___ EXTRACT TO READ ___

After gaining greater insights, talent leaders should develop a customized plan for engagement. This is where the rubber meets the road. Each plan should thoughtfully address areas of opportunity and concern and be goal-specific and action-oriented. While this plan isn’t distributed to the employee, leaders should examine any assumptions in the plan and ask: What am I really trying to achieve with this individual? Do we need a development plan that will prepare the individual not only for the next position, but will grow skills for a variety of positions in the organization? Does the individual need new challenges? How are we involving this person and valuing his or her input?
Application Supports Retention
Retention can be addressed through career conversations, development plans and interesting assignments. In other cases, employees value effective communication up and across the organization. They appreciate efforts to get teams working in harmony and with high functionality.

___

== WHAT TO WORK ON ==
**A)** In the passage on employee engagement and retention, what should talent leaders develop after gaining greater insights?
**B)** Say whether each statement agrees with the passage on employee engagement and retention, and support each yes or no with the deciding words of the passage: (i) The engagement plan is given to the employee. (ii) Each plan should be goal-specific and action-oriented. (iii) Interesting assignments are one way to address retention.
**C)** Copy the stretch of the passage on employee engagement and retention from "Application Supports Retention" through "with high functionality.".

___ RAW DATA ___

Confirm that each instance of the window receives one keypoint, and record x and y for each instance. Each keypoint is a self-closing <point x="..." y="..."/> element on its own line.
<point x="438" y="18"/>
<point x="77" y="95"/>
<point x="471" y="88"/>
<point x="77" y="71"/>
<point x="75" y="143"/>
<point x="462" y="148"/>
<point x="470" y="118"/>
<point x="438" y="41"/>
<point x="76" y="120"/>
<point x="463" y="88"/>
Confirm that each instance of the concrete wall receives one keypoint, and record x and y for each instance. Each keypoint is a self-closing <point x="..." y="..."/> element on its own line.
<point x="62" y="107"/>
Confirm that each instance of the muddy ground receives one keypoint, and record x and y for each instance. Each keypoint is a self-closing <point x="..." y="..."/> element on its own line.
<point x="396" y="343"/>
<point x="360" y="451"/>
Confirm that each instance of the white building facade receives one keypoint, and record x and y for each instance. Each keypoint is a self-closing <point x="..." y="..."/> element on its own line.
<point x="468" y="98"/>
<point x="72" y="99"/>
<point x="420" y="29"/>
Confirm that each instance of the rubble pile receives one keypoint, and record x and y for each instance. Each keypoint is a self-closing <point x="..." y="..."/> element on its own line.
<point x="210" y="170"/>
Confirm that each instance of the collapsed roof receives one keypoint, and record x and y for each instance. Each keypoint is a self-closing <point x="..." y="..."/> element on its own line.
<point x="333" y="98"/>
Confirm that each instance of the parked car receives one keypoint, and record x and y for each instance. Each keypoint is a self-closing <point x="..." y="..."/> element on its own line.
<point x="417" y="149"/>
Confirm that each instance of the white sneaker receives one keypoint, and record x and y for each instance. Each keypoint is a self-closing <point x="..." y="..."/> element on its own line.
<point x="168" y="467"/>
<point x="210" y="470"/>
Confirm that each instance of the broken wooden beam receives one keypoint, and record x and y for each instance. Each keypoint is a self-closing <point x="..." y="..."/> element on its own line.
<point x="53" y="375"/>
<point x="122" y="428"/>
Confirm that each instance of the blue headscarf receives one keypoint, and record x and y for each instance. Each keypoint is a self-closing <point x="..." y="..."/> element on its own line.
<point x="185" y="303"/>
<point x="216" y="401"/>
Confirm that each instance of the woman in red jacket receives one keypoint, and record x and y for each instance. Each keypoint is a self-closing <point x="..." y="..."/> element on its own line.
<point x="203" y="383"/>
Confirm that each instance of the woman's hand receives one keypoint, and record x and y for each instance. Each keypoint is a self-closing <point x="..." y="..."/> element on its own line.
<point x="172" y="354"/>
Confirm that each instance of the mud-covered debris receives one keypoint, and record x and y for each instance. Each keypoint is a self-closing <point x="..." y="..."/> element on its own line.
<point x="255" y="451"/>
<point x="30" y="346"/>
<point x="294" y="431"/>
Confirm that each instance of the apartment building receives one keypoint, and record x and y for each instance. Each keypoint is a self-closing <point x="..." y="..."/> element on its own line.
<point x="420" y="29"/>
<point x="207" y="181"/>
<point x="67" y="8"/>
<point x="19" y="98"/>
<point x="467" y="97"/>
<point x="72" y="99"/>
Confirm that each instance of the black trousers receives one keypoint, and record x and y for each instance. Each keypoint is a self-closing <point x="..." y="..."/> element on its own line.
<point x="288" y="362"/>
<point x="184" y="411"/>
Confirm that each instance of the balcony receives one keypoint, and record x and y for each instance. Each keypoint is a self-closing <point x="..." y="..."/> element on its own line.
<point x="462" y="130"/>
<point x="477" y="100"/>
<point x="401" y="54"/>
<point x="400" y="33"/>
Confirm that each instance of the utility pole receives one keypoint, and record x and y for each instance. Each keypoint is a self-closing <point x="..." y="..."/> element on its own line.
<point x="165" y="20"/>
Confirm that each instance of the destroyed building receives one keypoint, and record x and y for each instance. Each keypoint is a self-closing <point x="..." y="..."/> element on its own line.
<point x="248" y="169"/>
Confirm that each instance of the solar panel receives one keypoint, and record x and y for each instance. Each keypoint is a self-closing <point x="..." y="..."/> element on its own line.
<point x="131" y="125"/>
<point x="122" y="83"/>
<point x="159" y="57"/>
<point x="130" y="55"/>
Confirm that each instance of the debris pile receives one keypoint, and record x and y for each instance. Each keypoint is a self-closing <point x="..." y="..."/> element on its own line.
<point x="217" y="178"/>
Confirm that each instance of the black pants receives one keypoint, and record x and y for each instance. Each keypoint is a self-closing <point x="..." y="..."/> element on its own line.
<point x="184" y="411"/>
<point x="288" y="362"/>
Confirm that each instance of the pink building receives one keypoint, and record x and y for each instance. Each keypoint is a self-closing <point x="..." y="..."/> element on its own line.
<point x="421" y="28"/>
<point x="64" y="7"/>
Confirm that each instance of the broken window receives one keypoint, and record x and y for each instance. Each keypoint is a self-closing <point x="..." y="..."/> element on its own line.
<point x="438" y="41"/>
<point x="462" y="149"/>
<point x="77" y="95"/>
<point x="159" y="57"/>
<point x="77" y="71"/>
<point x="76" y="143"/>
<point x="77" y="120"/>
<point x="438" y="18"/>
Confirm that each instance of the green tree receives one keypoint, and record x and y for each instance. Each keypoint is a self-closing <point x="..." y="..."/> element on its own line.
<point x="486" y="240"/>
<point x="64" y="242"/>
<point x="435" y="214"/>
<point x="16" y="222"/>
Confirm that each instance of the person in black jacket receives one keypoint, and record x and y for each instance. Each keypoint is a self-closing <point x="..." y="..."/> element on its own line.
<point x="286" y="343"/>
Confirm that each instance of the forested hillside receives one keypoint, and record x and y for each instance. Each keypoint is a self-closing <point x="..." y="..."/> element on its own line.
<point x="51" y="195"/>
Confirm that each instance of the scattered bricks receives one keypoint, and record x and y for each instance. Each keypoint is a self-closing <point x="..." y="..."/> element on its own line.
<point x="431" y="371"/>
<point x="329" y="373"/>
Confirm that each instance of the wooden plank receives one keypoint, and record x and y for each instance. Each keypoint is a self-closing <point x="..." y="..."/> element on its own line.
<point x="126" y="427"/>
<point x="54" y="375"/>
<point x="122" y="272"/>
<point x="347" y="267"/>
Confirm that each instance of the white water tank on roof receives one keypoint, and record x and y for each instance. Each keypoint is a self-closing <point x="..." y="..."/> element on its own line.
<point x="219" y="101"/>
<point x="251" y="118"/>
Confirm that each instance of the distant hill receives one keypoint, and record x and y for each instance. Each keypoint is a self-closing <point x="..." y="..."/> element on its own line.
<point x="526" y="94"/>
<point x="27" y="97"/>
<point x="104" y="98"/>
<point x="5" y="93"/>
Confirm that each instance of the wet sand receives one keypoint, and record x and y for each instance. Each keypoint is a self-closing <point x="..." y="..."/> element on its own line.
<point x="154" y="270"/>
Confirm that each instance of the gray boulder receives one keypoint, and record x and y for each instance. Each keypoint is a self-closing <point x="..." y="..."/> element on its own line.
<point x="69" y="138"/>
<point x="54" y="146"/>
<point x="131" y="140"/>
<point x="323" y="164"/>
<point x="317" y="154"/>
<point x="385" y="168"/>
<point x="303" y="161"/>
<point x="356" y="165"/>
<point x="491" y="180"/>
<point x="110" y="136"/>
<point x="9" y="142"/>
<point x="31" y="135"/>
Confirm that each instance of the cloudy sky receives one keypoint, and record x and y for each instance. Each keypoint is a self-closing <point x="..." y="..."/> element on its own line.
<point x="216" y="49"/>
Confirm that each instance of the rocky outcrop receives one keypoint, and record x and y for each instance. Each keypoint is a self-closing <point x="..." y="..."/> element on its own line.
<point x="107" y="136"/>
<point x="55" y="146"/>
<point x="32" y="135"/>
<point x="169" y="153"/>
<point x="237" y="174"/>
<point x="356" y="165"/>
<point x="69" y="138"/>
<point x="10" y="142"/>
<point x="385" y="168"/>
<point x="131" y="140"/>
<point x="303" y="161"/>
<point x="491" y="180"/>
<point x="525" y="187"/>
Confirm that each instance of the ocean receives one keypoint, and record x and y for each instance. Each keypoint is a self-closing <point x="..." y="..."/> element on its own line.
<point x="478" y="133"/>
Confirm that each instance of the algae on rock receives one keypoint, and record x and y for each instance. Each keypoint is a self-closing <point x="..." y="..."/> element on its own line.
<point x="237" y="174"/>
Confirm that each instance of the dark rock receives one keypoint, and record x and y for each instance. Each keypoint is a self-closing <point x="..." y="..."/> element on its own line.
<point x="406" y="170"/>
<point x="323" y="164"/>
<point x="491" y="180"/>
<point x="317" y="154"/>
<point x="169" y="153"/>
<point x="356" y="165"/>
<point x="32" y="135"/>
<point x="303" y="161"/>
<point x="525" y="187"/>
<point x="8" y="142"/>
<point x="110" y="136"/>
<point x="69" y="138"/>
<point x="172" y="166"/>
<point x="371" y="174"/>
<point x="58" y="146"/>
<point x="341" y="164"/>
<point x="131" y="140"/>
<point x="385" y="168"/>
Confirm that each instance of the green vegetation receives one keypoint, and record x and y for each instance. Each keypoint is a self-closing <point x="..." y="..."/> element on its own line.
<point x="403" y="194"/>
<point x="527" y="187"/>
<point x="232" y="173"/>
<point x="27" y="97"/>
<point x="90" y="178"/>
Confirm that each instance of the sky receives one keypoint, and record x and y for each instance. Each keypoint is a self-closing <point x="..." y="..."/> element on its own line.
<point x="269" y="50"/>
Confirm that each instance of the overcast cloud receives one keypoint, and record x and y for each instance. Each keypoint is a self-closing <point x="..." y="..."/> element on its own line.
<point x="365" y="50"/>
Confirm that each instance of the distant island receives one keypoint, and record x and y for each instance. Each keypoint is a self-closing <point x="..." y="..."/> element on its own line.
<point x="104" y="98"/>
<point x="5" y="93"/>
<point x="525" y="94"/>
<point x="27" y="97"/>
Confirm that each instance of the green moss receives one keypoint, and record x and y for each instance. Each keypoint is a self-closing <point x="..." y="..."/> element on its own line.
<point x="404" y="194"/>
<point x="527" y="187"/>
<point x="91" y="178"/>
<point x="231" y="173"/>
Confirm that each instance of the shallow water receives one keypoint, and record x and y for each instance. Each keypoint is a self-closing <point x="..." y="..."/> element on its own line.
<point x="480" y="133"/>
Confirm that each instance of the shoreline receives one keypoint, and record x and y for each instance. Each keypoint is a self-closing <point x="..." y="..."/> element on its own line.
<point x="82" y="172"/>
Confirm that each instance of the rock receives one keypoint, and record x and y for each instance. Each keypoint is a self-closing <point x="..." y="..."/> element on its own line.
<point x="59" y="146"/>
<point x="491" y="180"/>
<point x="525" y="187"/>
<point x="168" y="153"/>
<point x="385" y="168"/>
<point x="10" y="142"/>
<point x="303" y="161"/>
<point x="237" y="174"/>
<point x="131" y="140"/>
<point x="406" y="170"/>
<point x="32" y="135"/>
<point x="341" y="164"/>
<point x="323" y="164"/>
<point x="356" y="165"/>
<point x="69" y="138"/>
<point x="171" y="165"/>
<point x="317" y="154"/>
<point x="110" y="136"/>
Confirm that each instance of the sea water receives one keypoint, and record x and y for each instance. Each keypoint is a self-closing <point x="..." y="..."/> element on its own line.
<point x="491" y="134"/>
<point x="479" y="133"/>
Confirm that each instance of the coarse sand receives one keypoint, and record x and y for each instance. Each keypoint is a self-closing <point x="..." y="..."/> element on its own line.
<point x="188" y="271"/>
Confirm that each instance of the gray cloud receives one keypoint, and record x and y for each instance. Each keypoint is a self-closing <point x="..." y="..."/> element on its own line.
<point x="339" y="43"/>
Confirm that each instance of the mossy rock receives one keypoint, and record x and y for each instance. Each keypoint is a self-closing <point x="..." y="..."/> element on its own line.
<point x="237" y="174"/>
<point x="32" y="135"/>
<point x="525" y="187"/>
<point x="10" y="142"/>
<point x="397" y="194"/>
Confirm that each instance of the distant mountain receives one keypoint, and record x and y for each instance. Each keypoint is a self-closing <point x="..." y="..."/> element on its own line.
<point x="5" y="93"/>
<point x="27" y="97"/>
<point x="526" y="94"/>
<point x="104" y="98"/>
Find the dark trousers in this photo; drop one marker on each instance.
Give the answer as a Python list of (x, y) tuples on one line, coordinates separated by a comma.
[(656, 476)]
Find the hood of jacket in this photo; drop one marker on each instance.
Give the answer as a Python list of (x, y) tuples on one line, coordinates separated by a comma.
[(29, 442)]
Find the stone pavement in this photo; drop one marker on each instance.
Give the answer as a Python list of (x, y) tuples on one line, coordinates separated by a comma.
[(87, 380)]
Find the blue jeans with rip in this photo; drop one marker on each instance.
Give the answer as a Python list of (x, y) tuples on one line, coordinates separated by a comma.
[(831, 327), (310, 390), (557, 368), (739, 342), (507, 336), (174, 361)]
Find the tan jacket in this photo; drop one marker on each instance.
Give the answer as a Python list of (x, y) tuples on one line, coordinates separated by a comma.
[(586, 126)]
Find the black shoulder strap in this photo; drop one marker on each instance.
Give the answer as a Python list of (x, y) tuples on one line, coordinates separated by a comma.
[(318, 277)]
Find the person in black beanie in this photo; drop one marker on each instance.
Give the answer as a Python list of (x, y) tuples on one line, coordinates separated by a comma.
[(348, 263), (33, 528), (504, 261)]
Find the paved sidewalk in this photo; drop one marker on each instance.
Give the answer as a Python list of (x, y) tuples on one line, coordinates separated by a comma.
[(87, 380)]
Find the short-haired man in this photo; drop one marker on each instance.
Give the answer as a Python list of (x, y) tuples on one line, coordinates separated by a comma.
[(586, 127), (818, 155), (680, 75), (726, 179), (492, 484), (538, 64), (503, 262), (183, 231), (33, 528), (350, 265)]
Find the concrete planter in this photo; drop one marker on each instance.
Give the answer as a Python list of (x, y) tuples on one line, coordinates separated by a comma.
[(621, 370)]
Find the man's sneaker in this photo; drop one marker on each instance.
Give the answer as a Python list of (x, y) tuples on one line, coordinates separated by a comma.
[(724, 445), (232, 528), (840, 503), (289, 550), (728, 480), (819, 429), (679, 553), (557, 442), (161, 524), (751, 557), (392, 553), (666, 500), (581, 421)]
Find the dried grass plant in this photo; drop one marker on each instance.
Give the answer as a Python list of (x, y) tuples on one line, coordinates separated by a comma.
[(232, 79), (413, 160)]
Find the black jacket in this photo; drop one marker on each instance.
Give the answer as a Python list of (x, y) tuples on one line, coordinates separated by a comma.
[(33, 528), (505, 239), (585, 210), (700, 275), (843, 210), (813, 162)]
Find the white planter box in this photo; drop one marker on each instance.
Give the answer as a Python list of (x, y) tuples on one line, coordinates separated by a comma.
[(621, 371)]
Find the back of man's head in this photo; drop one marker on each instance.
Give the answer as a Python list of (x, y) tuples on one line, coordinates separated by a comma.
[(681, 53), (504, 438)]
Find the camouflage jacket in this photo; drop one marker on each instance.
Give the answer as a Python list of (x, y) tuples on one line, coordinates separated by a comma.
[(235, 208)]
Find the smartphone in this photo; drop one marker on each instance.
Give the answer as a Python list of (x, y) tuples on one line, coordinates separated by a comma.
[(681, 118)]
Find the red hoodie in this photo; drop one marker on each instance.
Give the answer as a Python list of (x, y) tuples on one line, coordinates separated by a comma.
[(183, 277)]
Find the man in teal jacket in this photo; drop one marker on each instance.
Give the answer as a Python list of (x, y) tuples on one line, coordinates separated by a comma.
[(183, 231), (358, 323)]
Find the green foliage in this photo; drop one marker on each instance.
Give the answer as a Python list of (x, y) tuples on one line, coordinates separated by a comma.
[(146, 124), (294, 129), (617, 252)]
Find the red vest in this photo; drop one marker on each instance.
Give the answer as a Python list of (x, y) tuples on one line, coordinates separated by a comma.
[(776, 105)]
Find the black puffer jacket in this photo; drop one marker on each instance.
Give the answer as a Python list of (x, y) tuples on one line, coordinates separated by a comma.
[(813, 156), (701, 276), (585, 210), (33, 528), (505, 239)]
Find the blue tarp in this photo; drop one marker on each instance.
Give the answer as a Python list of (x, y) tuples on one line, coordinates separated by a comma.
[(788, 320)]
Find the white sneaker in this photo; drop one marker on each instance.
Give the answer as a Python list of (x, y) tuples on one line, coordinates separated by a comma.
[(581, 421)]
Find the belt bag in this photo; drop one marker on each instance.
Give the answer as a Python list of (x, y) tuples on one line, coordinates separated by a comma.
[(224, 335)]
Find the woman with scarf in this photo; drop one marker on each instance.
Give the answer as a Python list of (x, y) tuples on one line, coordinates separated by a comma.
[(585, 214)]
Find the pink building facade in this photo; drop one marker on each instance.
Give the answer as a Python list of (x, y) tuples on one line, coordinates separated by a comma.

___

== TASK-BY-TASK SOLUTIONS ==
**A)** A customized plan for engagement.

**B)**
(i) No: "this plan isn’t distributed to the employee"
(ii) Yes: "be goal-specific and action-oriented"
(iii) Yes: "Retention can be addressed through career conversations, development plans and interesting assignments."

**C)**
Application Supports Retention
Retention can be addressed through career conversations, development plans and interesting assignments. In other cases, employees value effective communication up and across the organization. They appreciate efforts to get teams working in harmony and with high functionality.